Reproduce word for word the part of the items below that opens with the line containing "Provide the polygon of every instance of the sidewalk." and closes with the line containing "Segment each instance of the sidewalk.", including both of those lines.
— START —
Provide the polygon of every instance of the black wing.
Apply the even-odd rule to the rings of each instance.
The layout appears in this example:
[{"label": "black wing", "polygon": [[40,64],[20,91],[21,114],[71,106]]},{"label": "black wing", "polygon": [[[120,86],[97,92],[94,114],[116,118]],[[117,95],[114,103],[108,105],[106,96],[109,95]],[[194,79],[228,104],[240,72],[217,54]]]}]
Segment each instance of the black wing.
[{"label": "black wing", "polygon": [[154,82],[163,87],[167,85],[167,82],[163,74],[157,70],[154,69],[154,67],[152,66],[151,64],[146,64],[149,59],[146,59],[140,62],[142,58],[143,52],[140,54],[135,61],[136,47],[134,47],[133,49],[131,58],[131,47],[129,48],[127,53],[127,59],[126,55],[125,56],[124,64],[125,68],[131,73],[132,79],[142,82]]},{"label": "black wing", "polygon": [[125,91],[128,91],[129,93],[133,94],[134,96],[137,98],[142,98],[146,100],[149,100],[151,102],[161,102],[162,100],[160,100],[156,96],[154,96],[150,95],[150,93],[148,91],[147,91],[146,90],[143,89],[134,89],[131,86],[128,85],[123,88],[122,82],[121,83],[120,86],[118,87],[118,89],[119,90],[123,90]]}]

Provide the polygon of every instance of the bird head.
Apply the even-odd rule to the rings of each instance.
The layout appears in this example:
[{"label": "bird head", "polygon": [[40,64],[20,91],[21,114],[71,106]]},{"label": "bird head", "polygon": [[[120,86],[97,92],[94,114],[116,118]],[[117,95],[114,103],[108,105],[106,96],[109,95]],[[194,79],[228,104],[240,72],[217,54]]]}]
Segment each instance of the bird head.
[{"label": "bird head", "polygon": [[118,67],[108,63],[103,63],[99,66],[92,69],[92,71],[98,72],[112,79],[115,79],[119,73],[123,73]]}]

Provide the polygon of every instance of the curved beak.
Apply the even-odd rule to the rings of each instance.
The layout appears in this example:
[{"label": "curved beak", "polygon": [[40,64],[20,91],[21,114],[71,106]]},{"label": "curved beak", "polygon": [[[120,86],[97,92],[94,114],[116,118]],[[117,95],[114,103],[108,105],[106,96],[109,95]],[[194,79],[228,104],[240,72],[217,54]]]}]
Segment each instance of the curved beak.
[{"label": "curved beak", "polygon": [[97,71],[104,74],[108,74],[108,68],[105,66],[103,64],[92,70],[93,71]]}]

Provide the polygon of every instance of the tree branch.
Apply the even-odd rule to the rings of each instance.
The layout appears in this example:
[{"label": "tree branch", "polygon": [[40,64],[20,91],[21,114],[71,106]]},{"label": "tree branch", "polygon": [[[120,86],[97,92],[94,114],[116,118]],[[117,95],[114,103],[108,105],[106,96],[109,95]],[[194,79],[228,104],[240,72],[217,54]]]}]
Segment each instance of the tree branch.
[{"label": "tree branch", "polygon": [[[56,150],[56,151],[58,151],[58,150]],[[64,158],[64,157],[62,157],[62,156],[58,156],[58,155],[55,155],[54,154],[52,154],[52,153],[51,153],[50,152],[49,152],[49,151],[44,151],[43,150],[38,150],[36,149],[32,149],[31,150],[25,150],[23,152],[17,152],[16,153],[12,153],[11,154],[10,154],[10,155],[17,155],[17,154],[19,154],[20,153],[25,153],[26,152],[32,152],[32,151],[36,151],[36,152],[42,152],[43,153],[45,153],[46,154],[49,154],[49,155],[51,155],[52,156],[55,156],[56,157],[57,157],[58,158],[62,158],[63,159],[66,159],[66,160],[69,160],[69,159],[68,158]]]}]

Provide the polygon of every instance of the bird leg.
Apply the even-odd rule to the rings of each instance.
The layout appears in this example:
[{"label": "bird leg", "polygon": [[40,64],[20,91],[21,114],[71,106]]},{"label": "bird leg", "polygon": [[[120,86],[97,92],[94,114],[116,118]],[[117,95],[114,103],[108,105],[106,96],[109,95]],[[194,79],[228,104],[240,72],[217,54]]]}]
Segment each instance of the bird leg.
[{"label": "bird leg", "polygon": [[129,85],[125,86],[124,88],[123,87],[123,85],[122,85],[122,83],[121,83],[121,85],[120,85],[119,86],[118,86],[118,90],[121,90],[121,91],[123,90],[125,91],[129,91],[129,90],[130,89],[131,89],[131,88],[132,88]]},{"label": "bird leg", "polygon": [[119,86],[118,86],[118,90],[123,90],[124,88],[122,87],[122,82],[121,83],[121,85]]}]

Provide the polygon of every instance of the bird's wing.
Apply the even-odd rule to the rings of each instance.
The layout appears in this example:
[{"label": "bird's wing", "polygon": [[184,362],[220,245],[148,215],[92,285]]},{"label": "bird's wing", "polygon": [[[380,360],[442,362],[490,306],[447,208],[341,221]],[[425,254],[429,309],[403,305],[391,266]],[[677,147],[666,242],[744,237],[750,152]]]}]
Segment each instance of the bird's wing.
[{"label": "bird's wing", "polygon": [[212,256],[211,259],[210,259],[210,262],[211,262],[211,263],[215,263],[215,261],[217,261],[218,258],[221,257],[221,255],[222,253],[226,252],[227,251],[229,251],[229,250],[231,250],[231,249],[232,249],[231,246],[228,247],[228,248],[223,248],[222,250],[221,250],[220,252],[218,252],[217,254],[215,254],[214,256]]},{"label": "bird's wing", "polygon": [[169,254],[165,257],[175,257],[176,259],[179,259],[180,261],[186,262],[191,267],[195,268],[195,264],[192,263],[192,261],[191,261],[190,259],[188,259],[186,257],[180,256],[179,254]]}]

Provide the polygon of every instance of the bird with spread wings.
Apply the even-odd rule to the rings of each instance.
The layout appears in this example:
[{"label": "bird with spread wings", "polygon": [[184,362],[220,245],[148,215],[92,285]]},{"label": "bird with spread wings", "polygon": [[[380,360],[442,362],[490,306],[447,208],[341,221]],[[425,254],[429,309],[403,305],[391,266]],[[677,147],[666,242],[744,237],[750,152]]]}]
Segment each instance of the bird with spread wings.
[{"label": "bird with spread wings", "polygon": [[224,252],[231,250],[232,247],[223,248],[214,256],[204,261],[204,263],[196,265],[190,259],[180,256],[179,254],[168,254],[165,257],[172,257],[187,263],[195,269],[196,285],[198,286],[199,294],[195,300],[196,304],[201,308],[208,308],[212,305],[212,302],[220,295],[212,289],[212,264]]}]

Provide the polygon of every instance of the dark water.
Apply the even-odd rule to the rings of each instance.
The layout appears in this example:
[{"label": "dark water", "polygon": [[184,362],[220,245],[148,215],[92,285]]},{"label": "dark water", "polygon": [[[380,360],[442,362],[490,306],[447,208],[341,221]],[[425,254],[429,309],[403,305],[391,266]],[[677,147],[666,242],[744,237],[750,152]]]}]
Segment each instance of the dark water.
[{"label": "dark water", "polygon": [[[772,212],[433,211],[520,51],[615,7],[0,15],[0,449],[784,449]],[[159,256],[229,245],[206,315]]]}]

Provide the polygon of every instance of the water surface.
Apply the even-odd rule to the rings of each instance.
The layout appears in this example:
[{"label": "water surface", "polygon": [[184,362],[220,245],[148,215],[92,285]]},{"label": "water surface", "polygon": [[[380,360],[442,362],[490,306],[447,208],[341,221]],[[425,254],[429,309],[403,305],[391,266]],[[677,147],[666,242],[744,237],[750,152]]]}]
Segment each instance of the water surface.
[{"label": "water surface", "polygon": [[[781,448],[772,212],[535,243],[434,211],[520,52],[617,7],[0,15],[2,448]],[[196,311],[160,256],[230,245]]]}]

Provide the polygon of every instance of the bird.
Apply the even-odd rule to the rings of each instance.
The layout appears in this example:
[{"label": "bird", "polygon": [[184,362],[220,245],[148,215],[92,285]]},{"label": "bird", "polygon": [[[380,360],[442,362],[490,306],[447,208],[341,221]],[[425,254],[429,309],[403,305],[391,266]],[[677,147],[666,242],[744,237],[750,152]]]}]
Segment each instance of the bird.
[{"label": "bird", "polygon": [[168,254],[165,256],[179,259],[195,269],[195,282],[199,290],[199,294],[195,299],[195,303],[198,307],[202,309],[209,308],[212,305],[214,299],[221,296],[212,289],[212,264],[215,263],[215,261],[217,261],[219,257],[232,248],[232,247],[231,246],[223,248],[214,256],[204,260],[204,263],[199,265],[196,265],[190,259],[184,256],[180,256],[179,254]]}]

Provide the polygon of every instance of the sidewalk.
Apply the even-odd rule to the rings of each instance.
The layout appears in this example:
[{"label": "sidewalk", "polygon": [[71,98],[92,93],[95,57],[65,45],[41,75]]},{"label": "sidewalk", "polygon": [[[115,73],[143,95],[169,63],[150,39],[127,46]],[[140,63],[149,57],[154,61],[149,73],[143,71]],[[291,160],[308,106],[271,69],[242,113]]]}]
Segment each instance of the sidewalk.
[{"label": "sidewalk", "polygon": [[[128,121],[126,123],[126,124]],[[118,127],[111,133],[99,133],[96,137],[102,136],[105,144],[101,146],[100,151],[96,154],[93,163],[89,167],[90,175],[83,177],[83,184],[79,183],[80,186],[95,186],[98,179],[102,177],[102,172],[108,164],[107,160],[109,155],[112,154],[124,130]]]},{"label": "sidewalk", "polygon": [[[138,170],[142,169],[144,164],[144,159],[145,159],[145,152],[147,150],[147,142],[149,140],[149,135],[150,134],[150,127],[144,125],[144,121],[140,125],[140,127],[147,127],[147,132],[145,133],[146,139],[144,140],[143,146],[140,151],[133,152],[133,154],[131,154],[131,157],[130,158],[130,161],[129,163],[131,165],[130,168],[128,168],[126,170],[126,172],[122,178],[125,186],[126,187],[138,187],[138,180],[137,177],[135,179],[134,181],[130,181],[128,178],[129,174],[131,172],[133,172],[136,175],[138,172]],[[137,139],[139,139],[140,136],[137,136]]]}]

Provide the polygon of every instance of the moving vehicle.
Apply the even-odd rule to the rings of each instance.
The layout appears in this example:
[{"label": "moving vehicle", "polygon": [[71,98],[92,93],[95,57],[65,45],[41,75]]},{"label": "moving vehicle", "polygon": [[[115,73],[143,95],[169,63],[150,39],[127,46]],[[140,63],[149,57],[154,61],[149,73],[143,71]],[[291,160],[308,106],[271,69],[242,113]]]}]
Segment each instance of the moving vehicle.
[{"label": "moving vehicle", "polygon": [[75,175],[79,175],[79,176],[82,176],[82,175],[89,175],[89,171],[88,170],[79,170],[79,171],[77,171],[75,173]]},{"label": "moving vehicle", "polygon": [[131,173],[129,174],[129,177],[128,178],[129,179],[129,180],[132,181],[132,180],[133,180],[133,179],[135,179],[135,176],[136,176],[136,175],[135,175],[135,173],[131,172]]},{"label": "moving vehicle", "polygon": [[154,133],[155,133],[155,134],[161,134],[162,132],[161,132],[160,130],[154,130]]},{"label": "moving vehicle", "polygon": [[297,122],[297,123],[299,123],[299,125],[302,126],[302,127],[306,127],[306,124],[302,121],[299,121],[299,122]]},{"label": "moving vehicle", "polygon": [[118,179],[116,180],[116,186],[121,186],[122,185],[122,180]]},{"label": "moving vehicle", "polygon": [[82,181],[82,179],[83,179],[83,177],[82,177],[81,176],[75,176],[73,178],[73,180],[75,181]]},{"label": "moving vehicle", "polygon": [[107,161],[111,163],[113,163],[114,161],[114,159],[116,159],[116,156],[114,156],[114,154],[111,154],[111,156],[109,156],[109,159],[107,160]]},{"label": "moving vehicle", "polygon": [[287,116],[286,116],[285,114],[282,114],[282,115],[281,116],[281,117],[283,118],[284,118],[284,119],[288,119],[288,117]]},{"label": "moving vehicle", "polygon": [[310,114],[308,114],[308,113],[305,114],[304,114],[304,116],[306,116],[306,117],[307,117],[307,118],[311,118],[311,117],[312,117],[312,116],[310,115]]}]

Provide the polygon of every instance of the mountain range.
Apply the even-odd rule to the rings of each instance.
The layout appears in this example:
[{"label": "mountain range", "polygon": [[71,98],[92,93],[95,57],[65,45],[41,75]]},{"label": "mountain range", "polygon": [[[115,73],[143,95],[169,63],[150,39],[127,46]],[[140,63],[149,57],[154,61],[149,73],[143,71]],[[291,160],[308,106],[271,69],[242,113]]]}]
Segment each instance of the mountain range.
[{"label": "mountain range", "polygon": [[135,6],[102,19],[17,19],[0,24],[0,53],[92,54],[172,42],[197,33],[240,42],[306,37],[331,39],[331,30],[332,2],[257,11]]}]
— END —
* _REPLY TO THE EXERCISE_:
Provide the polygon of every instance of the sidewalk.
Apply the even-odd rule to the rings of each instance.
The layout appears in this example:
[{"label": "sidewalk", "polygon": [[71,98],[92,93],[95,57],[65,45],[41,75]]},{"label": "sidewalk", "polygon": [[[115,73],[143,95],[169,63],[150,39],[127,46]],[[140,63],[149,57],[154,61],[149,73],[143,71]],[[291,160],[308,106],[271,69],[242,113]]]}]
Segment each instance of the sidewalk.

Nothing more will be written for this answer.